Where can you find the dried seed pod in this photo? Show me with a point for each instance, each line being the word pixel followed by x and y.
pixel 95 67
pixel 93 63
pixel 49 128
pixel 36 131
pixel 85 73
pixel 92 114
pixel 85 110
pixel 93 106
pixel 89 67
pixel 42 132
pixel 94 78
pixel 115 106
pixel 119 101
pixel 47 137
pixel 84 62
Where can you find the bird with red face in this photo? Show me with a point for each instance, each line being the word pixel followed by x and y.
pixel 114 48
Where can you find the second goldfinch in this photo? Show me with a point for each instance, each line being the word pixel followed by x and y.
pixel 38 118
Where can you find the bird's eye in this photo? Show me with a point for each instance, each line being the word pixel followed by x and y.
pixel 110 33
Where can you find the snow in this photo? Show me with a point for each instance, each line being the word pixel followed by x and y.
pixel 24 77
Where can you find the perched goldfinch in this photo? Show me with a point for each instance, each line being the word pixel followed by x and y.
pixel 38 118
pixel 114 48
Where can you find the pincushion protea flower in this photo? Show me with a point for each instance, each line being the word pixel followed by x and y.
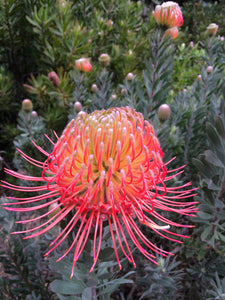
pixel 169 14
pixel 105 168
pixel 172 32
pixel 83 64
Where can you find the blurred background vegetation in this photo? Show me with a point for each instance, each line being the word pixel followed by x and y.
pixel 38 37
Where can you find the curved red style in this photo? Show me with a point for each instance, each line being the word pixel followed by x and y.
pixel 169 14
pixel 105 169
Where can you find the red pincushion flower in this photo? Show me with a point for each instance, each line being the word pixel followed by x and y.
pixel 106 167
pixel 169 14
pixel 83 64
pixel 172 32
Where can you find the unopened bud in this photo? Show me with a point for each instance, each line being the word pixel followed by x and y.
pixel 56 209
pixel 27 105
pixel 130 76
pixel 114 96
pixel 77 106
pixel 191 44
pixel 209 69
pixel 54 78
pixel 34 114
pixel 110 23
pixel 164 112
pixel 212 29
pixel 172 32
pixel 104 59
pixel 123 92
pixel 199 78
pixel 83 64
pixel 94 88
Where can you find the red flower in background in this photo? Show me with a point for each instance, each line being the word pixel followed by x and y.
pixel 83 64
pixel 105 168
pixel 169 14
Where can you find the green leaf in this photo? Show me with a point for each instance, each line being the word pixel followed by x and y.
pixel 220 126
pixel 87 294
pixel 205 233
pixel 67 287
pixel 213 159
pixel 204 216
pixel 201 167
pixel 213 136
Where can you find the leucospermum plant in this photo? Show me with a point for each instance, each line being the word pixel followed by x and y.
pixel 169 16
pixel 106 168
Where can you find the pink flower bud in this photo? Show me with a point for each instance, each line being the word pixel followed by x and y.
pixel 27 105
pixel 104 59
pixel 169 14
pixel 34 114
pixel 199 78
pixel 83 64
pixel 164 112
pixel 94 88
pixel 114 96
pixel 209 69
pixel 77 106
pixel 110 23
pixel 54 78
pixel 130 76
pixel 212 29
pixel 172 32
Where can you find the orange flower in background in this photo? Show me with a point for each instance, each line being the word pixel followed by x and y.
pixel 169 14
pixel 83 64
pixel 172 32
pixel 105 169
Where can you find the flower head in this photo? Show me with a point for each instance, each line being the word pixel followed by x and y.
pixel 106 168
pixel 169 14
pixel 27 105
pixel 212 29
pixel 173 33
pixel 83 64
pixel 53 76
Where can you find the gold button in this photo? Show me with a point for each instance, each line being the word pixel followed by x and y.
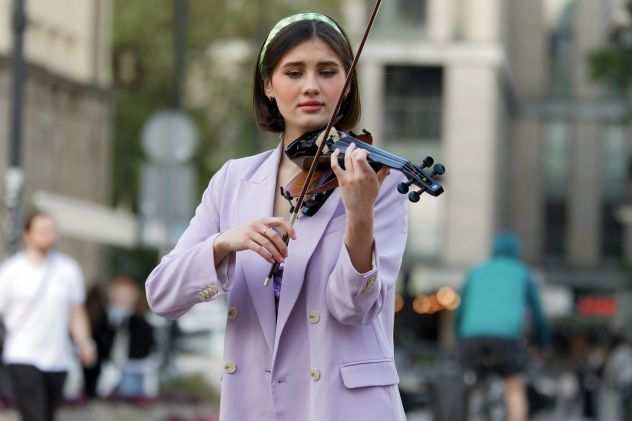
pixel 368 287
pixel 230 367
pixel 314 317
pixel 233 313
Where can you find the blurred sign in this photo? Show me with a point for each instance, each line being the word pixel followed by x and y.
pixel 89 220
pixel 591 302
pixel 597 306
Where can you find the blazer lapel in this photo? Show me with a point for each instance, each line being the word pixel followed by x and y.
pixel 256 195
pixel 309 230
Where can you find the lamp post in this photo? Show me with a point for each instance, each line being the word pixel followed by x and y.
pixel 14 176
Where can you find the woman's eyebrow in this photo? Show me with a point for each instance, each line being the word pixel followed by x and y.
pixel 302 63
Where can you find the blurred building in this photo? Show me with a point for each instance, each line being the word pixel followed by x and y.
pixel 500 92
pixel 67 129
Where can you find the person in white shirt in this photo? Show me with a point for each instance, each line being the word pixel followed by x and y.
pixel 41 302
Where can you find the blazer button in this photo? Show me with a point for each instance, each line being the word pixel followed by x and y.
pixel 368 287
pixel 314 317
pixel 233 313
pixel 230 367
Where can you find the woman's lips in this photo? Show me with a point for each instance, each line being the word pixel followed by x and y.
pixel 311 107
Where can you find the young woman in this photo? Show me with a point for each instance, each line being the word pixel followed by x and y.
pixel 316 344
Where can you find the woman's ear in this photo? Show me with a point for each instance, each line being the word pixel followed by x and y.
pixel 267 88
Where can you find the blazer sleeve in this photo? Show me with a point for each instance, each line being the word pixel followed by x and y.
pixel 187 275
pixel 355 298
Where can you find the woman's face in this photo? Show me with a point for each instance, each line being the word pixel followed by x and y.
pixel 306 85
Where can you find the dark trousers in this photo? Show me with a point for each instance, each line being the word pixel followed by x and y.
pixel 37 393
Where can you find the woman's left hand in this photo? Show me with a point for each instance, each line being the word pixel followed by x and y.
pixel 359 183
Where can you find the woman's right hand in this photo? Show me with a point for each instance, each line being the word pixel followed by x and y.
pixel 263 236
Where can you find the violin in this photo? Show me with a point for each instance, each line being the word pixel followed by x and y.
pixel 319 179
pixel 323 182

* * *

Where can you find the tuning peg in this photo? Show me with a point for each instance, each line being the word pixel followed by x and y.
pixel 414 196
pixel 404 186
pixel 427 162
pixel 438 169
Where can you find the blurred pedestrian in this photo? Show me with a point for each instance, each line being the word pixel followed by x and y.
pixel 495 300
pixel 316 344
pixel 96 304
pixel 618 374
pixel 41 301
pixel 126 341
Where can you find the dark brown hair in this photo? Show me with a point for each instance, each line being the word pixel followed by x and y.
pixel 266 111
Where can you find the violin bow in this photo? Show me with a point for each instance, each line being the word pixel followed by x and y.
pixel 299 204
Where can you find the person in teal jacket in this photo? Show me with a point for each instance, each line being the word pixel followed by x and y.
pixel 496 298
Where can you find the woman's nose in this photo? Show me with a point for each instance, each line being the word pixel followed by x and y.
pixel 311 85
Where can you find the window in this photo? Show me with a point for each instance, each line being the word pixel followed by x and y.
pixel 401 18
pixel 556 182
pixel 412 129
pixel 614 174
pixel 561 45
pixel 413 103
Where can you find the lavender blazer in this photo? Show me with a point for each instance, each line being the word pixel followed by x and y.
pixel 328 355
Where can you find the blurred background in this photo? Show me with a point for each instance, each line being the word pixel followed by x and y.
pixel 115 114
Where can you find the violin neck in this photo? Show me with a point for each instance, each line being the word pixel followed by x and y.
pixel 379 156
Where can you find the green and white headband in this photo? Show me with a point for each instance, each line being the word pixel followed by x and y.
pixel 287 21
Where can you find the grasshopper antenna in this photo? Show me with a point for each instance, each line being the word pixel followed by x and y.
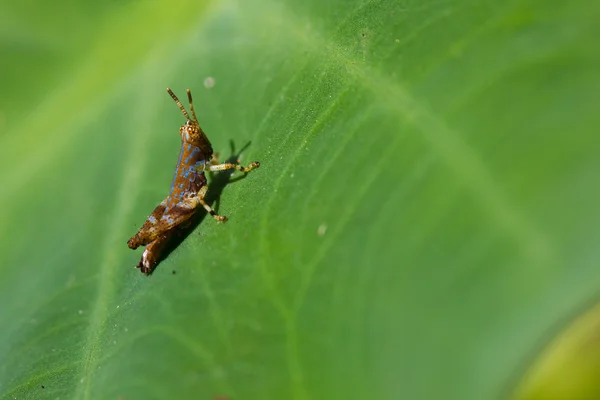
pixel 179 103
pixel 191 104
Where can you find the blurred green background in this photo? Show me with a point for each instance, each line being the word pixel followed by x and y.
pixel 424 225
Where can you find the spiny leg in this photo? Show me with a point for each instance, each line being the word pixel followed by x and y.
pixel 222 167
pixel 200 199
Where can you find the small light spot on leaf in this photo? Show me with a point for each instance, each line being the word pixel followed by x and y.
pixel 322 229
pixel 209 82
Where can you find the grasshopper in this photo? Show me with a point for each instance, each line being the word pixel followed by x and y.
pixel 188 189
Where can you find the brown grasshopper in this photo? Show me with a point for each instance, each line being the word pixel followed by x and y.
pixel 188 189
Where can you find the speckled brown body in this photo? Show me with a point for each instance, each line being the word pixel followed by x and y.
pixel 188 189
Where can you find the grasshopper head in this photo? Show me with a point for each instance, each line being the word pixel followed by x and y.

--

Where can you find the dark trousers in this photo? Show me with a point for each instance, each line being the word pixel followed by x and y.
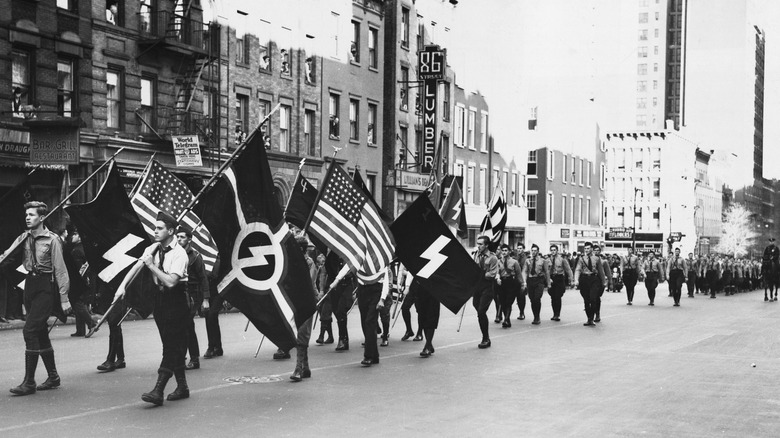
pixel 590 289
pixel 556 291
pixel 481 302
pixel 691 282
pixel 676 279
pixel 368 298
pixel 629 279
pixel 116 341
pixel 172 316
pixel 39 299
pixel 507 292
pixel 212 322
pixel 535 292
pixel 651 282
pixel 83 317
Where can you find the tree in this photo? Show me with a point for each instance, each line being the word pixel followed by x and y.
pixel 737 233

→ Task requirements: Edit the rows between the lines holding "Where can you find the grasshopper in" and "Where can you find the grasshopper head", inclusive, so that "instance" becomes "occurrence" and nothing else changes. Return only those lines.

→ The solution:
Where can you find the grasshopper in this photo? Show me with a point for each occurrence, each line being the word pixel followed by x and y.
pixel 188 189
Where can you find the brown grasshopper in this photo? Show me with a point for each occurrence, each line being the word pixel followed by x and y.
pixel 188 189
Where can you find the speckled brown body in this photo? Show me with a point for each occurrence, each line being the word pixel followed by x and y.
pixel 188 189
Where can you find the grasshopper head in this photo? Show me with a point for each occurrence, each line being the word pixel followed by x and y.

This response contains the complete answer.